[Natural-language object grounding data]
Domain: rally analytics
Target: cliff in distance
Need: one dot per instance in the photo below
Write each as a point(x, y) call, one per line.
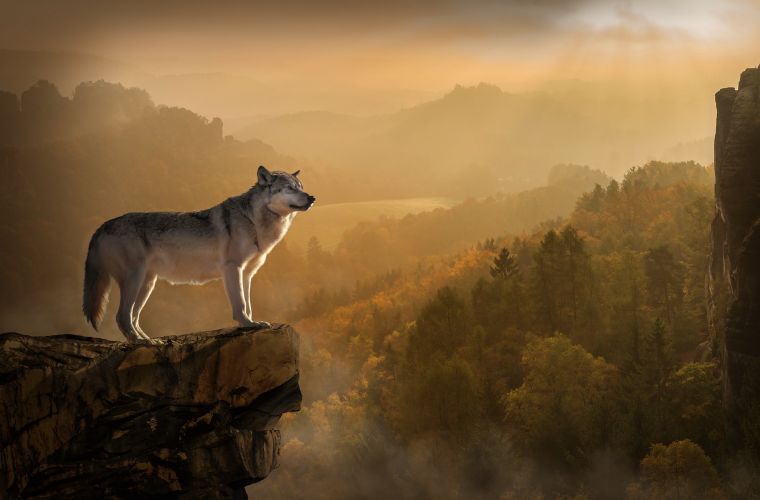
point(193, 417)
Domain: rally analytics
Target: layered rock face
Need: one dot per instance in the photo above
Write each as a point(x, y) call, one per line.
point(193, 417)
point(734, 277)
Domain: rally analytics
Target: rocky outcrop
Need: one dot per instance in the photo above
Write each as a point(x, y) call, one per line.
point(734, 276)
point(192, 417)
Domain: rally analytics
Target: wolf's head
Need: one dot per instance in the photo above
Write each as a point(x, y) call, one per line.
point(285, 192)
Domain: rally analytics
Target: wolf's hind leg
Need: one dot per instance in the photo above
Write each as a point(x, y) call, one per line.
point(233, 285)
point(130, 287)
point(142, 298)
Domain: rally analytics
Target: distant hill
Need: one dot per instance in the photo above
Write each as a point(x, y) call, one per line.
point(19, 69)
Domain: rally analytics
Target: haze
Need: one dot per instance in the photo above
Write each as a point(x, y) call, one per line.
point(374, 57)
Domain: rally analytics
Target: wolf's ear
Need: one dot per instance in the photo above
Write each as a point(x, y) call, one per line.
point(264, 176)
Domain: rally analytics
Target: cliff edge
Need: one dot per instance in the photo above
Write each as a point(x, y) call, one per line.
point(734, 274)
point(193, 417)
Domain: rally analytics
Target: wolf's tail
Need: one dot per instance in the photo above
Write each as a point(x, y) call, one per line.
point(97, 284)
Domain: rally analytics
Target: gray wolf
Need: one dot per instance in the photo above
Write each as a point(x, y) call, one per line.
point(230, 241)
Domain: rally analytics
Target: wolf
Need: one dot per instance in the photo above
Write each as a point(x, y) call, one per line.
point(230, 241)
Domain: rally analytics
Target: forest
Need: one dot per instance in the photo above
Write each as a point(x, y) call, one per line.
point(547, 343)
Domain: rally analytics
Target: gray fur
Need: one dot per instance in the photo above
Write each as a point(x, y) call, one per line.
point(229, 241)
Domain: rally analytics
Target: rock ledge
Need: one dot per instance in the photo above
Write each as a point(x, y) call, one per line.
point(193, 417)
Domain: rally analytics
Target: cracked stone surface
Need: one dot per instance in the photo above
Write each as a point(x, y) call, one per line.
point(191, 417)
point(734, 275)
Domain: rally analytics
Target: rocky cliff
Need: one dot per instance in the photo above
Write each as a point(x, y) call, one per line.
point(734, 276)
point(193, 417)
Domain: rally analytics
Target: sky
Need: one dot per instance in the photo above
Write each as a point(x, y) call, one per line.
point(409, 48)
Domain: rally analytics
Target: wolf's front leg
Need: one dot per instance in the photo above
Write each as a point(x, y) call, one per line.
point(247, 297)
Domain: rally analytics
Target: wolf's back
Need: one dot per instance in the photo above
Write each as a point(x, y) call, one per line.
point(97, 283)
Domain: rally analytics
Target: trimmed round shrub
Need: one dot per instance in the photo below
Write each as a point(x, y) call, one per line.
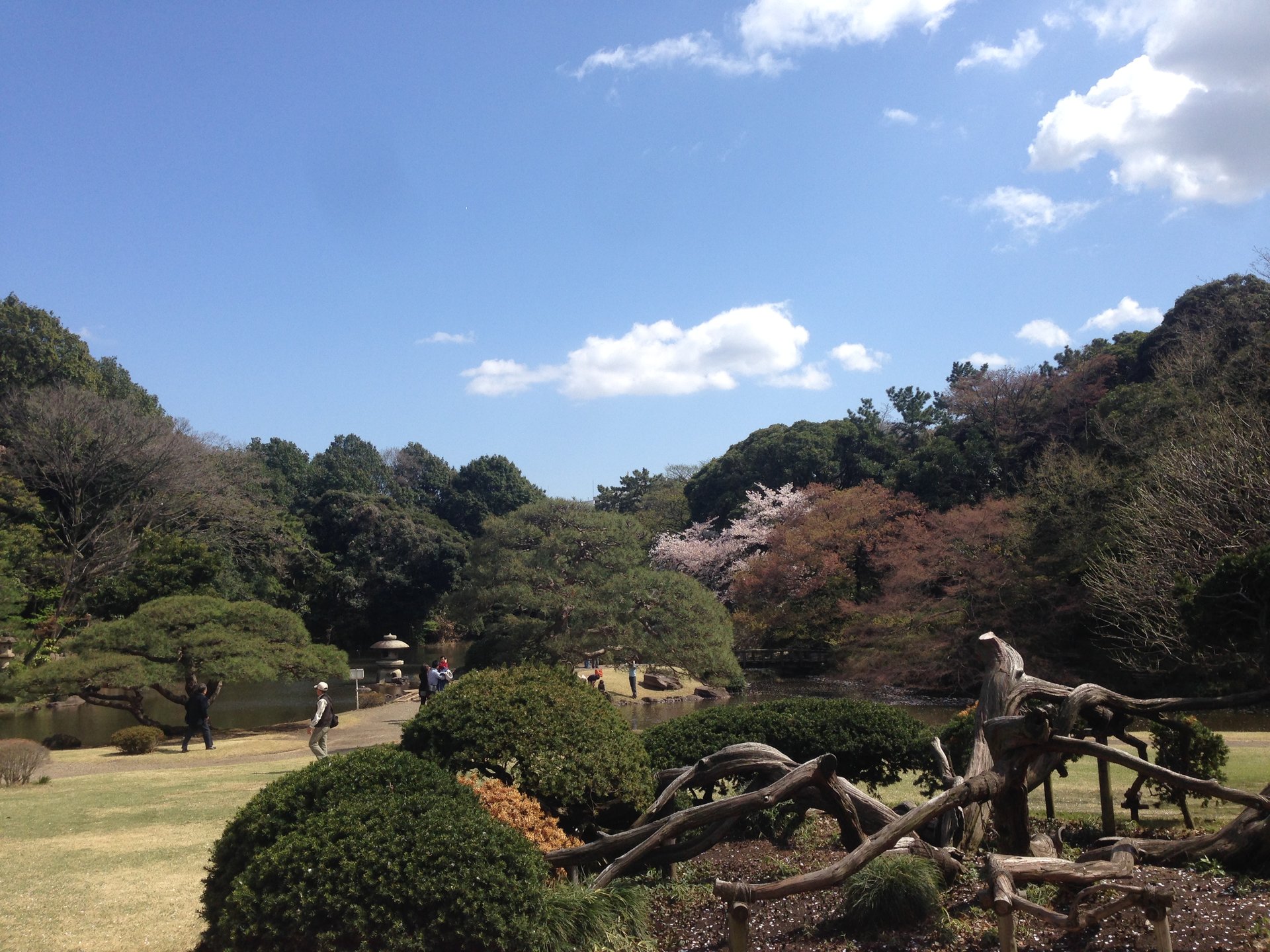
point(136, 740)
point(892, 891)
point(874, 743)
point(63, 742)
point(19, 760)
point(541, 729)
point(290, 800)
point(376, 850)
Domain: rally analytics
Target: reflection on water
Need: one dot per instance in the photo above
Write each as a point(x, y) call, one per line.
point(252, 705)
point(770, 688)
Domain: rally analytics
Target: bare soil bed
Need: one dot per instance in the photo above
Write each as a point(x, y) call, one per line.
point(1212, 913)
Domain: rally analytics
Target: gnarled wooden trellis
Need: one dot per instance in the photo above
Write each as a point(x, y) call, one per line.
point(1024, 729)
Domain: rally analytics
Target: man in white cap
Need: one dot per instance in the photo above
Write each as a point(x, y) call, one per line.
point(320, 724)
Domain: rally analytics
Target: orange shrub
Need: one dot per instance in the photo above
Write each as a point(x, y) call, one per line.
point(521, 813)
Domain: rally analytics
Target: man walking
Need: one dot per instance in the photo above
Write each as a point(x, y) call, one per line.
point(197, 719)
point(320, 724)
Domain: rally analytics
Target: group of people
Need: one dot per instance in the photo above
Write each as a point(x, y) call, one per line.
point(596, 678)
point(433, 678)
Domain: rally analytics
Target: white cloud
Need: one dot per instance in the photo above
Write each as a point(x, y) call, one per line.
point(498, 377)
point(759, 343)
point(900, 117)
point(813, 376)
point(1191, 116)
point(700, 50)
point(769, 28)
point(1044, 333)
point(1023, 51)
point(444, 338)
point(978, 358)
point(796, 24)
point(1032, 212)
point(857, 357)
point(1127, 314)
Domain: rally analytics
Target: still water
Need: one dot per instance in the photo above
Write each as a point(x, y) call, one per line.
point(278, 702)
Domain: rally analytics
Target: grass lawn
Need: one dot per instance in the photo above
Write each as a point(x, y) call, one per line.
point(114, 861)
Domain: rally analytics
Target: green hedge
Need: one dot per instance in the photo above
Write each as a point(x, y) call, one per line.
point(136, 740)
point(376, 850)
point(542, 729)
point(874, 743)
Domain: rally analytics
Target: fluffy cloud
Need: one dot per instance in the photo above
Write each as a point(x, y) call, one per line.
point(769, 28)
point(444, 338)
point(1127, 314)
point(759, 343)
point(978, 358)
point(700, 50)
point(1191, 114)
point(796, 24)
point(857, 357)
point(1025, 48)
point(1031, 212)
point(1044, 333)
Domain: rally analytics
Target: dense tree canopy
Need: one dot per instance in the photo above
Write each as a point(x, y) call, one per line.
point(556, 579)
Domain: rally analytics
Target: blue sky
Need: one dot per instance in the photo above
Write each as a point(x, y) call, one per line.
point(599, 237)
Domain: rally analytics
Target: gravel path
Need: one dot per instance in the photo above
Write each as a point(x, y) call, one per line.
point(280, 743)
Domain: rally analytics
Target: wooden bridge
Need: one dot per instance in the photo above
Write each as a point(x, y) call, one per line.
point(786, 658)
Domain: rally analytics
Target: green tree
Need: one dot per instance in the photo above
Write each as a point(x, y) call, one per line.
point(541, 729)
point(181, 641)
point(419, 476)
point(390, 567)
point(489, 485)
point(36, 350)
point(349, 465)
point(556, 578)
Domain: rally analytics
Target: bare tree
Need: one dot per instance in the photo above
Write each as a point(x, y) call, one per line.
point(105, 474)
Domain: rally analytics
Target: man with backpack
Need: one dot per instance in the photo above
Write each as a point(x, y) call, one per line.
point(323, 720)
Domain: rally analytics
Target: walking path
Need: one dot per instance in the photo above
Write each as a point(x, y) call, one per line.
point(284, 742)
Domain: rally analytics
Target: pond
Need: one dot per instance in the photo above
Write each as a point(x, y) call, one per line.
point(259, 705)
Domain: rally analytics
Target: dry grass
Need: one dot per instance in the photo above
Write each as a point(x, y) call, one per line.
point(114, 861)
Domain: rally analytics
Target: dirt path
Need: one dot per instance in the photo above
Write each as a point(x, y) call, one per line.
point(280, 743)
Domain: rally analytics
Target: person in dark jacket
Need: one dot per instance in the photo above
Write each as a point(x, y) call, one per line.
point(197, 719)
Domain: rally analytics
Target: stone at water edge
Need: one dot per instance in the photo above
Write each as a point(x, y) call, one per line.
point(661, 682)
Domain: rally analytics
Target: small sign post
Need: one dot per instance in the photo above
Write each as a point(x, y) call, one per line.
point(356, 674)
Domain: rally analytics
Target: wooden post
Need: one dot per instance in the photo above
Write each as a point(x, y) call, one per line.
point(738, 927)
point(1105, 795)
point(1156, 904)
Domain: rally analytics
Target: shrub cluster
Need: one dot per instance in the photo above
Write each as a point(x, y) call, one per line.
point(1185, 746)
point(136, 740)
point(874, 743)
point(892, 891)
point(376, 850)
point(521, 813)
point(540, 729)
point(19, 758)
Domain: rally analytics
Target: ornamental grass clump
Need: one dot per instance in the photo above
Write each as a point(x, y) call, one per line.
point(890, 892)
point(136, 740)
point(521, 813)
point(19, 758)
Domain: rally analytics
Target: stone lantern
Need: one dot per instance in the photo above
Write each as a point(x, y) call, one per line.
point(389, 664)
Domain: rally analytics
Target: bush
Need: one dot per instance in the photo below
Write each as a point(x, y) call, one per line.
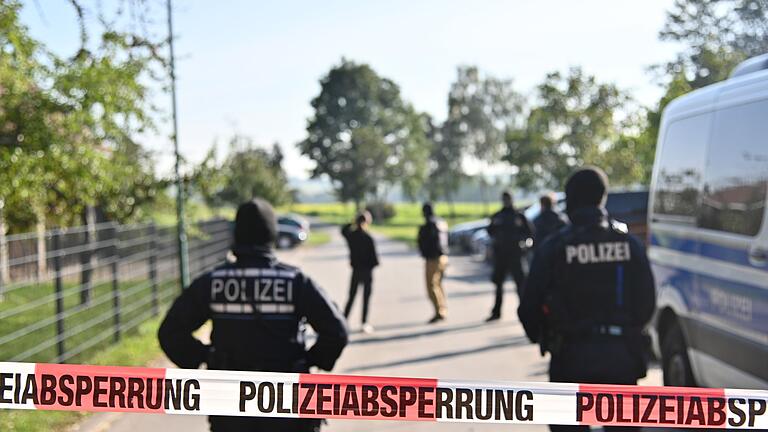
point(381, 211)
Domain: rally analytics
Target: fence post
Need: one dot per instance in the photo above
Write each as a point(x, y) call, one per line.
point(86, 258)
point(4, 255)
point(115, 281)
point(59, 287)
point(153, 268)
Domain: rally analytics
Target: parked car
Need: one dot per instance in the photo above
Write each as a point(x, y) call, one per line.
point(294, 220)
point(292, 230)
point(460, 235)
point(631, 208)
point(709, 236)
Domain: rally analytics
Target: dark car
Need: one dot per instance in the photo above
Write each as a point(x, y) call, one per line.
point(460, 235)
point(631, 208)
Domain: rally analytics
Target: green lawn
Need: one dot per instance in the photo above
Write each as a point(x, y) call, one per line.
point(318, 238)
point(404, 226)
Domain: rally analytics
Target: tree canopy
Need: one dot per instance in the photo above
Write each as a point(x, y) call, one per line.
point(247, 172)
point(363, 134)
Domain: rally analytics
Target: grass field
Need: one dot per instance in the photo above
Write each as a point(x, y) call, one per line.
point(404, 226)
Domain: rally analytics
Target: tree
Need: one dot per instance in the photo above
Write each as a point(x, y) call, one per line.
point(353, 97)
point(480, 111)
point(247, 172)
point(445, 169)
point(573, 124)
point(717, 35)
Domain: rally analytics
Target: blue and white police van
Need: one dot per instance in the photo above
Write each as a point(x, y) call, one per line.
point(708, 239)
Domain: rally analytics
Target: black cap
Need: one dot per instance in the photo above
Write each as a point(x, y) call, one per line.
point(427, 210)
point(586, 188)
point(255, 224)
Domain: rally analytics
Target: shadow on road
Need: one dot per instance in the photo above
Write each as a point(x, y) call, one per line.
point(462, 294)
point(430, 332)
point(507, 343)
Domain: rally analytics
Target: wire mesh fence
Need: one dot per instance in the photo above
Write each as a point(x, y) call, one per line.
point(71, 292)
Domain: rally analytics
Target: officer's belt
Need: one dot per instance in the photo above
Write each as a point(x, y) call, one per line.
point(610, 330)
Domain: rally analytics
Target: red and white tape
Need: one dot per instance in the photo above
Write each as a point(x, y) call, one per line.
point(265, 394)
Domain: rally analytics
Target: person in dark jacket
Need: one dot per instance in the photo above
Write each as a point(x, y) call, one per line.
point(433, 245)
point(548, 222)
point(590, 294)
point(509, 231)
point(363, 259)
point(258, 307)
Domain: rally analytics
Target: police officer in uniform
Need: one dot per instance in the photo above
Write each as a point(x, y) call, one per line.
point(548, 222)
point(363, 259)
point(590, 294)
point(259, 308)
point(509, 230)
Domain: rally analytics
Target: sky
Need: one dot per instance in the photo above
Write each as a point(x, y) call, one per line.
point(252, 67)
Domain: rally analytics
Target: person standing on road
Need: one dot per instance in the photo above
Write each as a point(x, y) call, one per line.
point(509, 231)
point(590, 294)
point(548, 222)
point(433, 244)
point(363, 258)
point(258, 307)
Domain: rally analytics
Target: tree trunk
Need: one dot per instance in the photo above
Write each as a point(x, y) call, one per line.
point(484, 194)
point(42, 250)
point(5, 268)
point(452, 205)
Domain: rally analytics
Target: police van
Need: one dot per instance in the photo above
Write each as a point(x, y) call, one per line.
point(708, 239)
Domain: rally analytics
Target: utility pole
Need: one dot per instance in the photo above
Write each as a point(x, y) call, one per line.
point(181, 225)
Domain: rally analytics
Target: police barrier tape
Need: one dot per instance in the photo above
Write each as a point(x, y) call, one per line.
point(266, 394)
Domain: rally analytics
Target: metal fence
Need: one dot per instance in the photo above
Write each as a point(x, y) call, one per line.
point(72, 292)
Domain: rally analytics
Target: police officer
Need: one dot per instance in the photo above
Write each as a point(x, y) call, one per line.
point(433, 244)
point(590, 294)
point(509, 230)
point(363, 259)
point(259, 308)
point(548, 222)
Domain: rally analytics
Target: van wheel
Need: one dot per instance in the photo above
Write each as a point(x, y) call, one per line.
point(675, 362)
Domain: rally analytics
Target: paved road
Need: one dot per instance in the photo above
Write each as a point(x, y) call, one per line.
point(463, 347)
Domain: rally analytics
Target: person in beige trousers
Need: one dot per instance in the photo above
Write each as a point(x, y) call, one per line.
point(433, 244)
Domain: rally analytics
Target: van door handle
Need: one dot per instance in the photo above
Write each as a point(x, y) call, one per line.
point(758, 256)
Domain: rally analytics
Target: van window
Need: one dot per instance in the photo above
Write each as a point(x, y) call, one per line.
point(680, 169)
point(736, 177)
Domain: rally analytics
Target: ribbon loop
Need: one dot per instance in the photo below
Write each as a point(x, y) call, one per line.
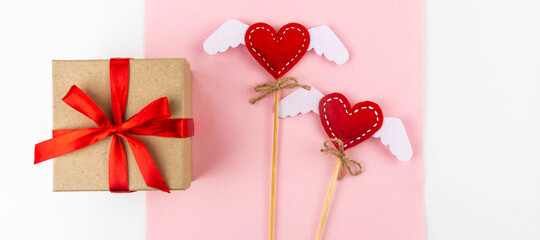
point(281, 83)
point(151, 120)
point(338, 150)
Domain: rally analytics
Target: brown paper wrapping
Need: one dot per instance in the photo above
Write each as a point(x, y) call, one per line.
point(87, 169)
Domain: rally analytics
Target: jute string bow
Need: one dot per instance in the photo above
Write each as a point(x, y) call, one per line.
point(281, 83)
point(340, 154)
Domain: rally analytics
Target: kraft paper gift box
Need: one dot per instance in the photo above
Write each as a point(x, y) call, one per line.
point(149, 79)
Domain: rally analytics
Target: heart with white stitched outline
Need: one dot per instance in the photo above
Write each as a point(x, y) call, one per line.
point(350, 125)
point(277, 52)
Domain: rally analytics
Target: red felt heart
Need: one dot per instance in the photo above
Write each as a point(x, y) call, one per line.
point(350, 125)
point(277, 53)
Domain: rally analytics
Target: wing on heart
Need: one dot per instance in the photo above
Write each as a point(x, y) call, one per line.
point(324, 41)
point(300, 101)
point(393, 135)
point(230, 34)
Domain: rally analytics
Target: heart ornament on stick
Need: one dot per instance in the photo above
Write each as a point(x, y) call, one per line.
point(346, 127)
point(350, 125)
point(277, 53)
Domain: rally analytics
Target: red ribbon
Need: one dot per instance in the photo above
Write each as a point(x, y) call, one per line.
point(152, 120)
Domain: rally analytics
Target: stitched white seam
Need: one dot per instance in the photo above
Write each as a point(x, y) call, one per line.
point(346, 110)
point(273, 37)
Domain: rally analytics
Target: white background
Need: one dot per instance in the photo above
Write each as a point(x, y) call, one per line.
point(482, 118)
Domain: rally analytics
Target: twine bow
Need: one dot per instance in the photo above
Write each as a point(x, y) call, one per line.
point(339, 152)
point(281, 83)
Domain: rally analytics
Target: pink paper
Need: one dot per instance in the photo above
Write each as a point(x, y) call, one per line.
point(230, 195)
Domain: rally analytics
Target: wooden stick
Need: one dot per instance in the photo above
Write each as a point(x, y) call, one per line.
point(274, 163)
point(328, 199)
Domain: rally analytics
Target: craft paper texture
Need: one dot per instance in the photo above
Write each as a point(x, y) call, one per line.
point(87, 169)
point(232, 149)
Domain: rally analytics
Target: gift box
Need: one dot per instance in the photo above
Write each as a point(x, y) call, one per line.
point(93, 167)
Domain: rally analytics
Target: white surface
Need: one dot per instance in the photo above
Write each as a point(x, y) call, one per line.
point(231, 34)
point(482, 115)
point(31, 34)
point(300, 101)
point(482, 119)
point(394, 135)
point(325, 41)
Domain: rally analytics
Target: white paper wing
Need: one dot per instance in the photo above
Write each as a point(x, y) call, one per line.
point(300, 101)
point(230, 34)
point(325, 41)
point(393, 135)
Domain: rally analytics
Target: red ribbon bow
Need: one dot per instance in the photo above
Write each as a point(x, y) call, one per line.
point(151, 120)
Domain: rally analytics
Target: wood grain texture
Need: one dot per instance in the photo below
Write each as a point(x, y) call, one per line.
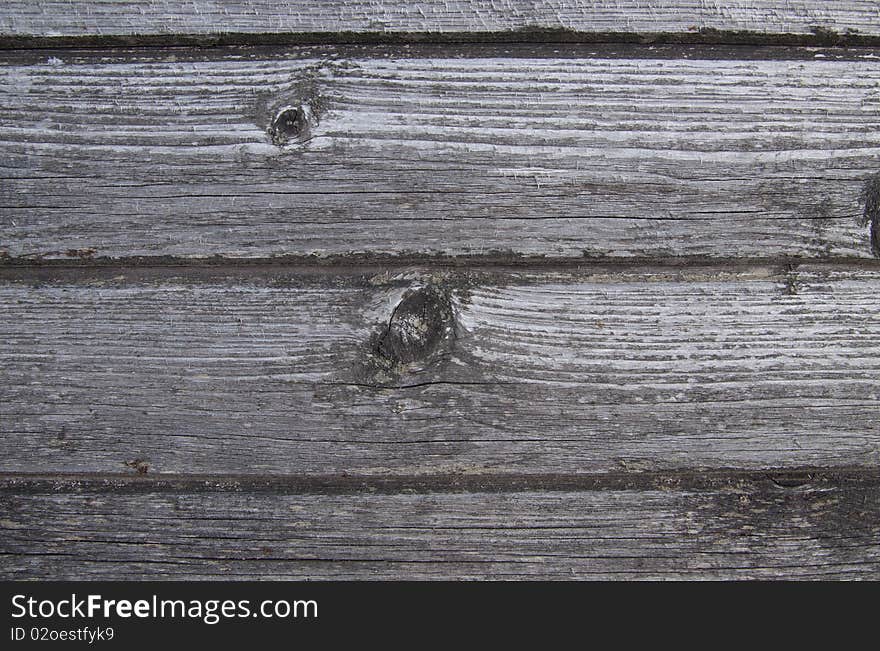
point(111, 17)
point(551, 156)
point(275, 373)
point(772, 532)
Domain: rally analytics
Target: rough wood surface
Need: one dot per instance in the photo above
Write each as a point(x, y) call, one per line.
point(103, 17)
point(167, 371)
point(741, 532)
point(454, 151)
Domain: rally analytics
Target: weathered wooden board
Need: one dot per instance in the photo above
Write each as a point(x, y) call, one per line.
point(603, 154)
point(175, 17)
point(263, 370)
point(748, 531)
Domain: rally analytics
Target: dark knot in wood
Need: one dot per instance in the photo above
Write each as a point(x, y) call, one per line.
point(421, 322)
point(292, 123)
point(871, 199)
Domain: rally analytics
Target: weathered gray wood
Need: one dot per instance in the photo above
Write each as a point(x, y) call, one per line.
point(164, 153)
point(270, 371)
point(102, 17)
point(745, 532)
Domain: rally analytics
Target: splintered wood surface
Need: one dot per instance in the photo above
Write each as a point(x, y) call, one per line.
point(743, 531)
point(439, 290)
point(607, 151)
point(461, 17)
point(562, 373)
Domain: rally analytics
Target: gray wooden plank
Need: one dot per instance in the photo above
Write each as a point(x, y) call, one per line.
point(741, 533)
point(454, 151)
point(136, 17)
point(423, 371)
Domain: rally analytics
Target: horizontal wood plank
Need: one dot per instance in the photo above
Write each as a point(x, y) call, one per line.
point(740, 533)
point(456, 151)
point(409, 372)
point(139, 17)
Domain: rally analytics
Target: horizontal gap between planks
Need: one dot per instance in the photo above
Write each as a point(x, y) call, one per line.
point(159, 267)
point(721, 479)
point(819, 37)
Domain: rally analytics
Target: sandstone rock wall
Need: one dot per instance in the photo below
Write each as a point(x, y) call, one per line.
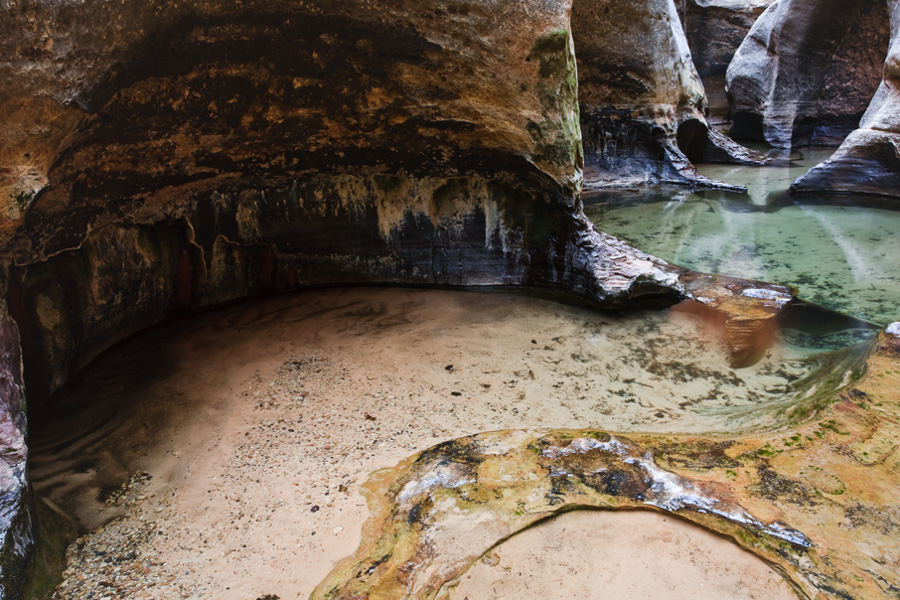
point(869, 159)
point(158, 158)
point(16, 537)
point(714, 30)
point(642, 102)
point(807, 70)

▸ WHAT TO DO
Wherever a line in the data above holds "cliff", copy that line.

▸ SOLUTION BELOW
Target: cliff in distance
Target: cliff edge
Target: rocky cliff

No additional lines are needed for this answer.